**Goal**
Continue the mailing-list reply on SA_SIGINFO and `ksi_trap` in the kernel signal code, picking up right after its last sentence.

**Extracted text**
Subject: Re: SA_SIGINFO notes
To: None <M.Drochner@fz-juelich.de>
From: Jason Thorpe <thorpej@wasabisystems.com>
List: tech-kern
Date: 10/06/2003 21:54:30
On Monday, October 6, 2003, at 02:55  AM, Matthias Drochner wrote:

>
> pk@cs.few.eur.nl said:
>> 2. In kern_sig.c:kpsendsig(), the `ksi_trap' is used to decide which
>>    arguments to pass to sa_upcall(). I don't what it is used for,
>>    but blindly using `ksi_trap' without further inspection of the
>>    siginfo context seems like a bad idea.
>
> Yes, I had this impression too a while ago. I'm running a fixed system
> (patch appended) for weeks now without problems. (I believe I've sent 
> the
> patch somewhere for review, but it got lost somehow.)
> I didn't see problems with asynchronous signals initially, but also
> for traps there is the possibility that the md T_XXX is zero
> (eg T_PRIVINFLT on i386). I'll append a test program which tries
> this. On an unpatched system, the libpthread signal delivery code gets
> confused by it -- the signal gets delivered twice before the handler
> is called, as one can see with ktrace.

I don't think this patch is sufficient, either.

Even ksi_code has to be interpreted in the context of which signal has 
been generated.  In the old code, "code" being non-zero meant that it 
was a signal caused by a trap.  In the new code, we don't have an easy 
way to determine this (note the new ksi_code is not the same as the old 
"code" .. the old "code" is more like ksi_trap, which is presumably why 
Christos wrote the new code the way he did, but it has the problems 
that Paul points out, since it shares storage with other siginfo 
fields).

**Records**
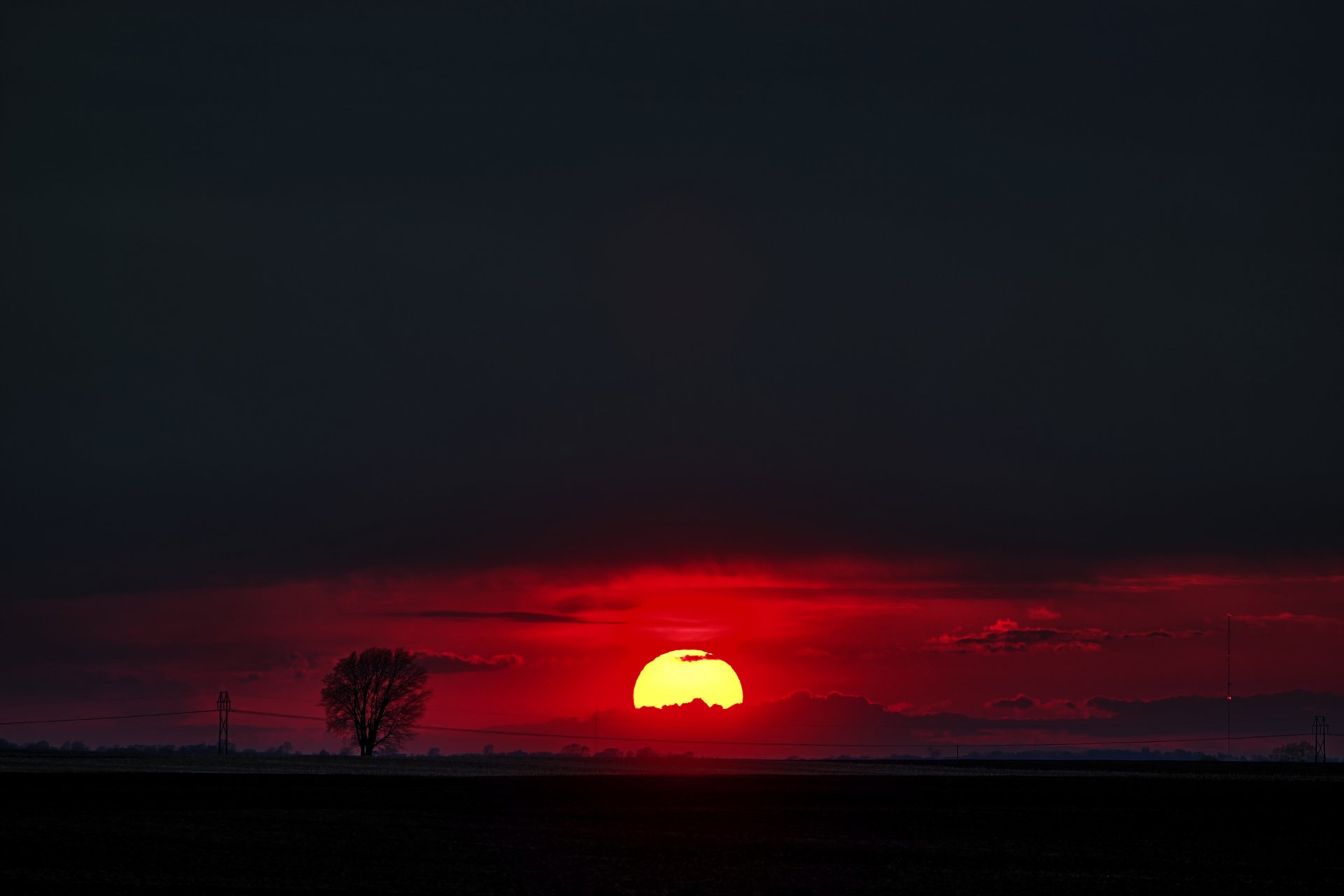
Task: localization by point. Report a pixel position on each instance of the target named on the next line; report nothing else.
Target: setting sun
(680, 676)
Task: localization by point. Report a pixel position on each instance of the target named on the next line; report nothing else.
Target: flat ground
(522, 827)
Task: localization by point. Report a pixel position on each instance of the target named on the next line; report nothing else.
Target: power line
(781, 743)
(139, 715)
(687, 741)
(58, 703)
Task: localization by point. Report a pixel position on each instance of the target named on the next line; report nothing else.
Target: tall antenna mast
(1228, 685)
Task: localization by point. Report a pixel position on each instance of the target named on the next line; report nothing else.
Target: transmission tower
(222, 706)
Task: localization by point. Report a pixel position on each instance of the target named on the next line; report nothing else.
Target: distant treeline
(1300, 751)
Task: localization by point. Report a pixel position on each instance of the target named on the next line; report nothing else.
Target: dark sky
(295, 295)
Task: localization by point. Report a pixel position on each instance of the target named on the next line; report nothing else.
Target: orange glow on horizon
(682, 676)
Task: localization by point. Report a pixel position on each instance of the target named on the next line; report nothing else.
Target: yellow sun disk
(670, 680)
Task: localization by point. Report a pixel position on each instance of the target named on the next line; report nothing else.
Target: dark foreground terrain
(866, 828)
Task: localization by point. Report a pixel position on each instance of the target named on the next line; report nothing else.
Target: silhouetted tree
(375, 697)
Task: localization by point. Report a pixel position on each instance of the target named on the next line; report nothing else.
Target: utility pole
(222, 706)
(1228, 685)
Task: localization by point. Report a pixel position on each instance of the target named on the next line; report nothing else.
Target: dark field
(536, 827)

**Task answer**
Maybe what we need here is a flag in the ksiginfo_t that says "hey, 
this is the result of a trap".  Otherwise, we'd have to make a decision 
based on the *signal*, which isn't even right, since you could e.g. 
pass SIGSEGV to kill(2).

There's another use of ksi_code that I think is sketchy.  Take a look 
at kern_ktrace.c:ktrpsig().  It uses ksi_code > 0 to determine if 
ksi_trap is valid, but it has the same problem I mention above.  (We 
need a new ktrace record type that spits out siginfo.)

Actually, a great example of how using ksi_code in this way falls over 
is the case of a SIGCHLD being generated because a child exits.  
ksi_code will be set to CLD_EXITED (1), which will cause ktrpsig() to 
use ksi_trap, but ksi_trap isn't actually valid, and would overlap with 
the uid of the exiting process, not the pid.  In any case, 
historically, the "code" seen in the ktrace record would be 0 in this 
case, since SIGCHLD isn't generated as the result of a trap.  (I think 
part of the problem is that we're getting hung up on similar names for 
things that have very different semantics.)  Matthias's patch would 
have a similar problem.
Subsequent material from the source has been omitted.